Selected excerpt
---

Thursday, August 05, 2010

the universe laughs [angsty rant to follow]

Do you ever feel like the whole universe is saying, "You suck! You just suck and there's nothing you can do about it."
Yeah. I guess this will just be an angsty post about the problems I'm having. I'm hormonal. Let's just get that out there. I'll feel better tomorrow.
Tonight, I'd like to have a couple of drinks and go to bed. I can't even flipping mow the lawn right.
You know, when you are all stressed out about something, and then when that something happens, you think it will fix your stress, but then it just makes it worse? I'm feeling like that now.
I've been stressed lately. I'll admit it. I was already short on extra time because i helped with camp, and then all that stuff happened with my grandma, and I still don't feel like I'm over that even though I should be. And then there was that gun test, which was supposed to be recreational but it stressed me, and I felt better when it was all over. But i've been waiting for this "procedure" at the hospital for months, hoping it would give some answers to what's causing the pain I'm having. I've been to three specialists now. Had a surgery and physical therapy, and I'm still getting vague answers.
and, I might add, in the last year, I've been told I have THREE life-altering health issues, and all three times I've felt ill-informed and left completely alone with the information. Getting pretty sick of it. I don't want them to keep finding OTHER things that are wrong. I want them to fix this one problem before I have babies again.

---

[Referring expression data]
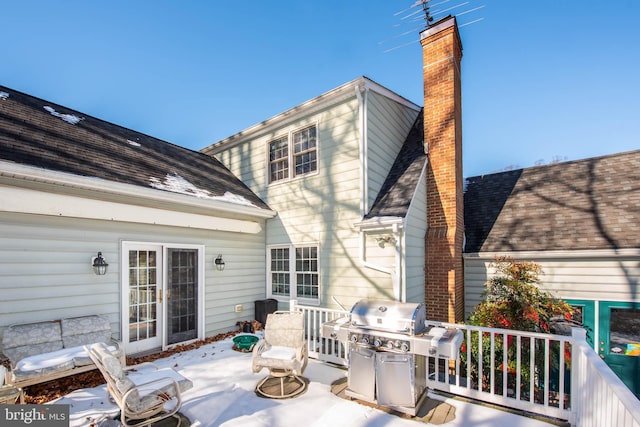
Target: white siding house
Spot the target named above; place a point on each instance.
(157, 213)
(318, 246)
(580, 222)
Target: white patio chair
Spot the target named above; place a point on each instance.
(284, 352)
(144, 393)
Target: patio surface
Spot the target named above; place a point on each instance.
(223, 395)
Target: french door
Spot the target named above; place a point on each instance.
(160, 295)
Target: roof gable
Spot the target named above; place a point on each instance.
(585, 204)
(400, 185)
(38, 133)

---

Set of tasks
**A)** Answer these questions about the blog post:
(i) How many specialists has the writer seen?
(ii) What does the writer want to do tonight?
(iii) What was the gun test supposed to be?
**B)** Decide whether each statement agrees with the blog post, and quote the words that settle it:
(i) The writer expects to feel better tomorrow.
(ii) The writer has waited only a few weeks for the hospital procedure.
(iii) The writer has already had surgery.
**C)** Carry the blog post forward past its final sentence.
The rows were taken from a separate source.

Answers per task
**A)**
(i) Three.
(ii) Have a couple of drinks and go to bed.
(iii) Recreational.

**B)**
(i) Yes: "I'll feel better tomorrow."
(ii) No: "i've been waiting for this "procedure" at the hospital for months"
(iii) Yes: "Had a surgery and physical therapy"

**C)**
So I'm discouraged tonight. It's the kind of thing people with health problems experience all the time. But I don't want to be one of "those" people. I just want to have a normal life and not worry about these stupid little things that keep popping up.
That's all I have to say. Good night.

2 comments:

Scarlet-O said...

oh honey-- i've been hearing this from 10 million people for 10 million years and it is NEVER helpful but there is no normal, and there is no normal people, and there is no normal life, and you are going through hardships most people don't but you also possess beauty most people can't even fathom. "should" be over your grandmother? by now? that's crazy. you cannot set a timeline on that. i hope you're feeling better by now, and that you left the flippin' lawn to your hubbie.

love
s-o

Princess Kelly said...

Hey I am alright. Poetry is a way for me to vent my feelings on my blog. Thanks for the concern though.